--- DATA SHOWN ---

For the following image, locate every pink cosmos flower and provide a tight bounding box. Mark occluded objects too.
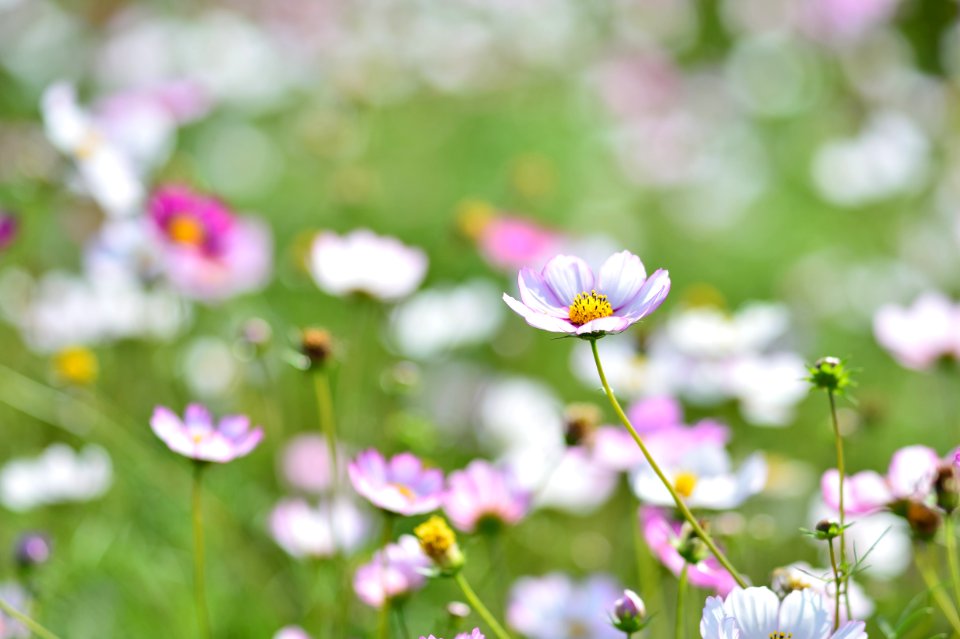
[503,251,670,337]
[270,497,370,557]
[873,293,960,369]
[150,404,263,463]
[353,535,433,608]
[149,186,273,301]
[479,216,562,270]
[443,459,530,533]
[820,446,940,515]
[347,449,443,516]
[640,506,737,595]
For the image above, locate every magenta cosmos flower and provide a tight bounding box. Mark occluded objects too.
[443,459,530,532]
[150,404,263,463]
[503,251,670,337]
[148,186,273,301]
[347,449,443,516]
[640,506,737,595]
[353,535,433,608]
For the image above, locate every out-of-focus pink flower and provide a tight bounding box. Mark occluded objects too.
[347,449,443,516]
[282,434,344,493]
[478,216,563,270]
[310,229,427,301]
[507,572,623,639]
[503,251,670,337]
[149,186,273,301]
[873,293,960,369]
[443,459,530,532]
[270,497,370,557]
[820,446,940,515]
[640,506,737,595]
[150,404,263,463]
[0,211,20,251]
[353,535,433,608]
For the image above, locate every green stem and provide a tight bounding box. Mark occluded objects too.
[827,539,842,632]
[914,547,960,634]
[590,339,747,588]
[192,461,210,639]
[673,563,690,639]
[943,514,960,604]
[454,570,510,639]
[0,599,58,639]
[827,391,852,630]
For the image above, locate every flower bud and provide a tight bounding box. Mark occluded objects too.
[807,357,851,393]
[564,404,602,446]
[413,515,465,574]
[610,590,647,634]
[14,533,51,569]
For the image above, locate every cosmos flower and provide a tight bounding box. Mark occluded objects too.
[149,186,273,301]
[347,449,443,516]
[507,572,623,639]
[820,446,943,515]
[310,229,427,302]
[0,444,113,511]
[443,459,530,532]
[270,497,370,557]
[353,535,433,608]
[150,404,263,463]
[503,251,670,337]
[873,293,960,370]
[640,506,737,595]
[700,588,867,639]
[630,444,767,510]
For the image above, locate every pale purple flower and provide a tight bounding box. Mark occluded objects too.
[150,404,263,463]
[270,497,370,557]
[873,293,960,369]
[347,449,443,516]
[310,229,427,301]
[503,251,670,337]
[353,535,433,608]
[820,446,940,515]
[443,459,530,532]
[640,506,737,595]
[507,572,623,639]
[700,588,867,639]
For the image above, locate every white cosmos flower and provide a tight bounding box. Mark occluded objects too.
[700,588,867,639]
[310,229,427,301]
[630,445,767,510]
[0,444,113,511]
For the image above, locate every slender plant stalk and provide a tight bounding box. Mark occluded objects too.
[0,599,59,639]
[454,570,510,639]
[192,462,210,639]
[913,547,960,634]
[827,539,843,632]
[827,391,851,630]
[943,513,960,605]
[590,340,747,588]
[673,563,690,639]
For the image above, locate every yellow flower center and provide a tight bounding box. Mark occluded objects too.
[673,472,697,499]
[53,346,98,384]
[167,213,206,246]
[413,515,457,563]
[570,291,613,326]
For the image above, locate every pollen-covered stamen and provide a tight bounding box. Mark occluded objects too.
[570,290,613,326]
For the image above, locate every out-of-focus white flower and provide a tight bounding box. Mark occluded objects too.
[0,444,113,511]
[310,229,427,301]
[392,280,503,358]
[813,112,930,207]
[42,83,144,217]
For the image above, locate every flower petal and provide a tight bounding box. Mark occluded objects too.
[542,255,594,306]
[597,251,647,311]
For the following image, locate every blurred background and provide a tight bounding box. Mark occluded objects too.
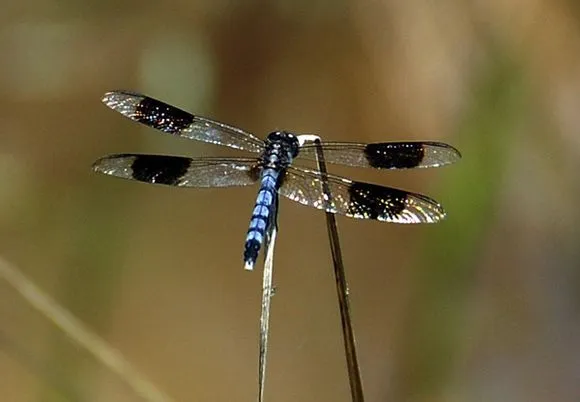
[0,0,580,402]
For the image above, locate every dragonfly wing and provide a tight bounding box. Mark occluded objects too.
[279,166,445,223]
[103,91,264,152]
[93,154,259,187]
[298,141,461,169]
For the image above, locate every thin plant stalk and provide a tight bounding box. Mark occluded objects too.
[314,139,364,402]
[258,224,277,402]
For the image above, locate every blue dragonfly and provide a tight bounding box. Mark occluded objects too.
[93,91,461,270]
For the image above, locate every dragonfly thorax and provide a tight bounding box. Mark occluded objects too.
[262,131,300,169]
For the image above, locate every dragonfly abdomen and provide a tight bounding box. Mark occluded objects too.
[244,168,280,270]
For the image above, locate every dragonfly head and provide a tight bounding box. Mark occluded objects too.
[266,131,300,159]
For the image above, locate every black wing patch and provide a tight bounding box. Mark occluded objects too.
[103,91,264,153]
[93,154,260,187]
[298,142,461,169]
[279,167,445,223]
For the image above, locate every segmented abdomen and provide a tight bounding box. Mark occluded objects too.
[244,169,279,270]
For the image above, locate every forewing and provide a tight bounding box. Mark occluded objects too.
[298,141,461,169]
[93,154,259,187]
[103,91,264,152]
[279,167,445,223]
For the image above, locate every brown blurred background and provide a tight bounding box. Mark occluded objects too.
[0,0,580,402]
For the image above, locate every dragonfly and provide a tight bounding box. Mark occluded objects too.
[93,91,461,270]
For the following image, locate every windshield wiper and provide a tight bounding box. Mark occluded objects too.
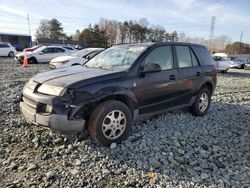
[98,66,113,71]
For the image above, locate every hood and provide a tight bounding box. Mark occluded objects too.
[16,51,32,57]
[51,55,78,63]
[33,65,123,88]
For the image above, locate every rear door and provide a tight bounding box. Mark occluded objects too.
[135,45,183,114]
[0,44,10,56]
[36,47,53,62]
[52,47,66,61]
[175,45,204,104]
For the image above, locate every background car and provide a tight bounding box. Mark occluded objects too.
[0,42,16,57]
[229,57,245,69]
[244,59,250,70]
[15,46,73,64]
[212,53,233,73]
[24,45,43,52]
[49,48,104,69]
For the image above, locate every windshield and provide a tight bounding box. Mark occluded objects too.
[85,44,149,71]
[33,46,46,53]
[71,49,91,57]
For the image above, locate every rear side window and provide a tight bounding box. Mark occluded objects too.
[54,48,65,53]
[0,44,9,48]
[145,46,173,70]
[192,46,214,65]
[175,46,193,68]
[190,50,199,67]
[43,48,53,54]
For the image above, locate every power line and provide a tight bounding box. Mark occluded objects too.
[210,16,215,50]
[27,14,30,35]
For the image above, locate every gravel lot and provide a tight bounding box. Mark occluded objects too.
[0,58,250,187]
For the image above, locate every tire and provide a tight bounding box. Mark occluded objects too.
[8,51,15,57]
[189,87,212,116]
[88,100,132,146]
[28,57,37,64]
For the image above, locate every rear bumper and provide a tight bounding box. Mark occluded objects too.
[20,102,85,134]
[229,64,241,68]
[244,64,250,69]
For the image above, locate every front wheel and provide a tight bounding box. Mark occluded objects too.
[28,57,37,64]
[88,100,132,146]
[190,87,211,116]
[8,52,15,57]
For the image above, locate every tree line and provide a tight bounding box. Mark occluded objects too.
[36,18,178,47]
[36,18,250,54]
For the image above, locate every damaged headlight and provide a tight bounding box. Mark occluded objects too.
[37,84,66,96]
[25,79,37,91]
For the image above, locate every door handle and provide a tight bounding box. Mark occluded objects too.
[169,75,175,80]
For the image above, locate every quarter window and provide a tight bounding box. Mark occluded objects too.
[54,48,65,53]
[175,46,192,68]
[43,48,53,54]
[145,46,173,70]
[190,50,199,67]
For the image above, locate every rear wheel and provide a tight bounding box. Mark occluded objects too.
[28,57,37,64]
[189,87,211,116]
[8,52,15,57]
[88,100,132,146]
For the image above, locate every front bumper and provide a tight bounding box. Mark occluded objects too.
[20,102,85,134]
[229,64,241,68]
[244,64,250,69]
[20,83,85,134]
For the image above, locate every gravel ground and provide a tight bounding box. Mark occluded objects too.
[0,58,250,187]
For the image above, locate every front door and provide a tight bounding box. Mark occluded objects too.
[137,45,180,114]
[175,45,204,104]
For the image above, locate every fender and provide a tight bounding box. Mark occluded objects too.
[198,76,216,92]
[69,86,138,119]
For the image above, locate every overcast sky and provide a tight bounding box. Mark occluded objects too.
[0,0,250,43]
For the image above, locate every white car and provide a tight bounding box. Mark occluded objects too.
[212,53,230,73]
[15,46,74,64]
[49,48,104,69]
[0,42,16,57]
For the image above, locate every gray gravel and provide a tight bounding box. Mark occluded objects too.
[0,58,250,187]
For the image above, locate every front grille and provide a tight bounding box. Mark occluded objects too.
[22,96,37,110]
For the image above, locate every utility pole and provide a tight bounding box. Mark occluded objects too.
[209,16,215,53]
[239,31,243,54]
[27,14,30,35]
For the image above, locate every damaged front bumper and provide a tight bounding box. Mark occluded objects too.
[20,81,85,134]
[20,102,85,134]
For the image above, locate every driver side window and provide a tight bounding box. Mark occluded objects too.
[42,48,53,54]
[144,46,173,70]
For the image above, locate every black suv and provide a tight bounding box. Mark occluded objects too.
[20,42,217,145]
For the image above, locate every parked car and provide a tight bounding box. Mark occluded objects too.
[229,58,245,69]
[20,42,217,146]
[62,46,78,53]
[213,53,230,73]
[0,42,16,57]
[49,48,104,69]
[23,45,43,52]
[244,59,250,70]
[15,46,73,64]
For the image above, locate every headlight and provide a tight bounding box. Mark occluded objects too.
[25,79,37,91]
[59,60,69,64]
[37,84,66,96]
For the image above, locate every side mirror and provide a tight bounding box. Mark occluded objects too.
[141,63,161,73]
[83,55,90,61]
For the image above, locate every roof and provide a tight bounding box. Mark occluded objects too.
[115,42,205,47]
[0,32,31,37]
[213,53,228,57]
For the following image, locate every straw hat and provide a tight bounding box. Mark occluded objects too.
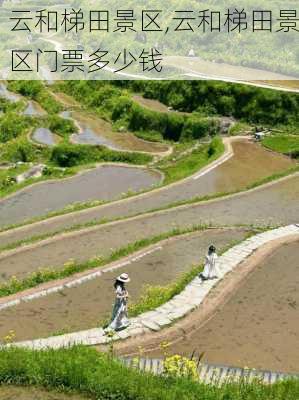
[116,273,131,283]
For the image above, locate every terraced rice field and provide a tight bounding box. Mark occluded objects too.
[145,241,299,373]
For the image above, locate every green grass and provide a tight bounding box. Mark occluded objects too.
[156,137,224,185]
[0,160,299,252]
[262,135,299,158]
[0,225,208,297]
[0,346,299,400]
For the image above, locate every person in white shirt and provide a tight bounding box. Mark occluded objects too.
[199,245,218,281]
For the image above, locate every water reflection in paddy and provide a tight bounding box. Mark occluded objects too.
[32,128,59,146]
[72,126,120,150]
[0,83,20,102]
[23,101,45,117]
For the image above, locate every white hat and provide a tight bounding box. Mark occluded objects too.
[116,273,131,283]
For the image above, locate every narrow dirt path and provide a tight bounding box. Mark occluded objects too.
[0,165,161,226]
[116,235,299,373]
[0,228,250,341]
[0,174,299,281]
[0,138,295,246]
[0,386,88,400]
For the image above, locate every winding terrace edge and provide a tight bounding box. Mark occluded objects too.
[4,224,299,350]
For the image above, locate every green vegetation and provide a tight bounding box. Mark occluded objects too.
[0,346,299,400]
[123,81,299,129]
[0,111,29,143]
[0,225,211,297]
[262,135,299,158]
[129,233,255,317]
[156,136,224,185]
[46,114,78,139]
[56,81,219,142]
[8,81,62,114]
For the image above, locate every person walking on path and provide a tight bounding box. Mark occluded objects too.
[199,245,218,281]
[107,273,130,331]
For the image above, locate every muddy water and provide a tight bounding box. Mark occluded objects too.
[0,228,248,340]
[32,128,59,146]
[0,83,20,102]
[23,101,46,117]
[0,175,299,280]
[134,140,295,209]
[71,112,168,153]
[133,95,169,112]
[0,166,160,226]
[0,386,87,400]
[147,242,299,373]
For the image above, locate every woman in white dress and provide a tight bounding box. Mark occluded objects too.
[108,273,130,331]
[199,245,218,281]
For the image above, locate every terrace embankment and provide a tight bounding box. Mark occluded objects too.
[0,228,249,341]
[131,239,299,373]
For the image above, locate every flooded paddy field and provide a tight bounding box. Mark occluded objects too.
[146,241,299,373]
[0,140,299,245]
[0,385,87,400]
[0,83,21,103]
[23,100,46,117]
[132,94,170,112]
[34,140,296,228]
[71,111,169,153]
[0,228,249,340]
[0,165,161,226]
[32,128,60,146]
[0,174,299,281]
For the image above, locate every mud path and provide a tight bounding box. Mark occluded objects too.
[136,241,299,372]
[0,139,296,246]
[0,165,161,226]
[0,228,249,341]
[0,175,299,281]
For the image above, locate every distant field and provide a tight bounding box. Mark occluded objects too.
[263,136,299,154]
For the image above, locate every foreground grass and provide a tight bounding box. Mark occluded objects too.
[0,346,299,400]
[262,135,299,158]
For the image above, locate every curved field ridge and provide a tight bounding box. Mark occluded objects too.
[9,224,299,349]
[0,163,161,226]
[121,357,299,385]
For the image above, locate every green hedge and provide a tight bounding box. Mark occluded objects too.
[0,112,29,143]
[0,346,299,400]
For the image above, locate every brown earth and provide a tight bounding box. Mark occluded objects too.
[117,235,299,373]
[0,228,249,341]
[0,165,161,226]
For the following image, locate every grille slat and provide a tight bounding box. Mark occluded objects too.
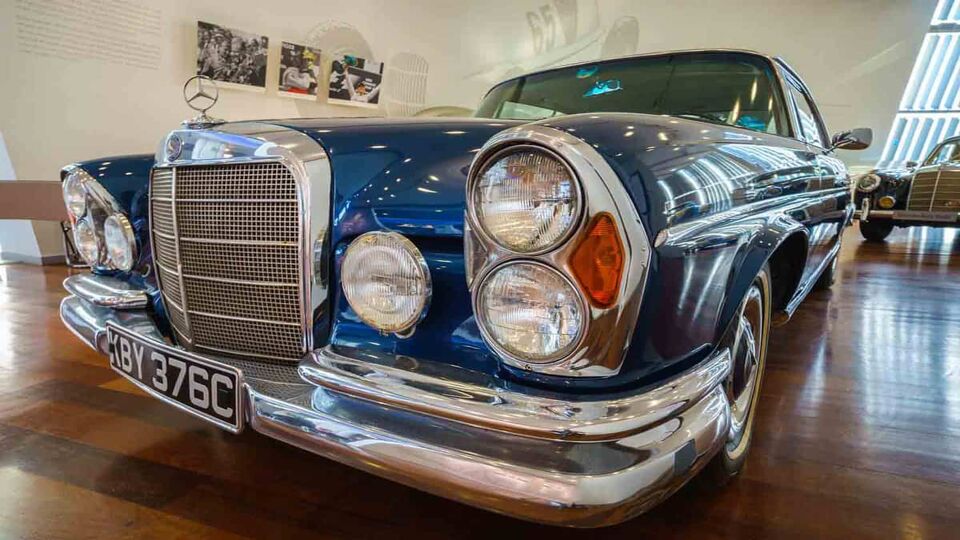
[151,162,305,360]
[907,170,960,212]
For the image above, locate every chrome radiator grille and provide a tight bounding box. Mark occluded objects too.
[907,170,960,212]
[150,162,306,360]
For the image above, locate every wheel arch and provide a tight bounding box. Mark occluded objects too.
[717,220,808,341]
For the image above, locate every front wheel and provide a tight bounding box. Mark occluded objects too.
[860,221,893,242]
[704,265,771,485]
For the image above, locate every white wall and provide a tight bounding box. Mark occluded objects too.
[0,0,935,262]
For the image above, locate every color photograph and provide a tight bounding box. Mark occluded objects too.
[328,55,383,107]
[278,41,320,99]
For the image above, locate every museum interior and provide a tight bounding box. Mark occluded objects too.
[0,0,960,540]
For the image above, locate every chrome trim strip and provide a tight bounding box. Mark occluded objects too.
[183,274,299,288]
[170,169,193,343]
[196,345,290,365]
[180,237,297,247]
[857,210,960,223]
[928,164,943,212]
[247,381,730,527]
[63,274,148,309]
[300,346,731,441]
[154,197,293,203]
[60,295,163,354]
[190,309,300,326]
[464,120,651,377]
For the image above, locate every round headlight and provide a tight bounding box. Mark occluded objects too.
[477,262,587,363]
[857,173,880,193]
[103,214,137,272]
[471,146,581,253]
[340,232,431,334]
[73,219,100,266]
[63,170,87,219]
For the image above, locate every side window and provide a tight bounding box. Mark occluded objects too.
[926,143,960,165]
[787,83,825,147]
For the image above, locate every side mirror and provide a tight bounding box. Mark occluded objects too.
[830,128,873,150]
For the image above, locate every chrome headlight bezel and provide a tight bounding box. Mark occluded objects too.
[62,168,90,220]
[857,173,883,193]
[103,213,138,272]
[464,124,652,377]
[60,164,126,270]
[467,143,585,256]
[73,217,103,266]
[474,259,590,369]
[340,231,433,338]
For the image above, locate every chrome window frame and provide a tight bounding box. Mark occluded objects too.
[464,120,652,377]
[149,122,333,357]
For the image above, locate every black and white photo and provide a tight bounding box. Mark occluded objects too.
[328,55,383,107]
[197,21,269,89]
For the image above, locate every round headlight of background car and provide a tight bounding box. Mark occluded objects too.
[857,173,880,193]
[470,145,582,253]
[477,261,587,364]
[73,219,100,266]
[103,214,137,272]
[63,170,87,220]
[340,232,432,334]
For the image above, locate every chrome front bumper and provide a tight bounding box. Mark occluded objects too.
[60,276,730,527]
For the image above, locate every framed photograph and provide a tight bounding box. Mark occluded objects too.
[278,41,320,99]
[197,21,269,92]
[327,56,383,108]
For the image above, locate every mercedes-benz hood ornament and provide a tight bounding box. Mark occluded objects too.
[183,75,225,128]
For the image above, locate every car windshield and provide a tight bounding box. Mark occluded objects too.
[923,141,960,165]
[477,53,788,135]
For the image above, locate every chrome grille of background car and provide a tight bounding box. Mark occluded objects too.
[150,162,306,360]
[907,169,960,212]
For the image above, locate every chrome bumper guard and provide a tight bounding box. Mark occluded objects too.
[60,276,730,527]
[855,209,960,223]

---

• [WHAT THE TASK REQUIRES]:
Rewrite the material from the line with "For the image above, locate every front grille" to the line with "[144,46,173,70]", putting "bounding rectangle" wherever "bounding box" appears and leaving everything else as it is.

• [ANSWER TO THE TASK]:
For the image above, locate every front grille and provide a tight bounding rectangle. Mark occluded objects too.
[22,96,37,110]
For the image above, locate every utility pole and provide a tight bounding rectangle. Mark occluded objects too.
[209,16,215,53]
[239,31,243,54]
[27,14,30,35]
For the image above, locate every damaged front bumper and provide a tight bounding rectangle. Mark occluded objects too.
[20,81,85,134]
[20,102,85,134]
For the image above, locate every driver side window and provide a tight bounding rectangle. Mark occluded objects too.
[42,48,53,54]
[144,46,173,70]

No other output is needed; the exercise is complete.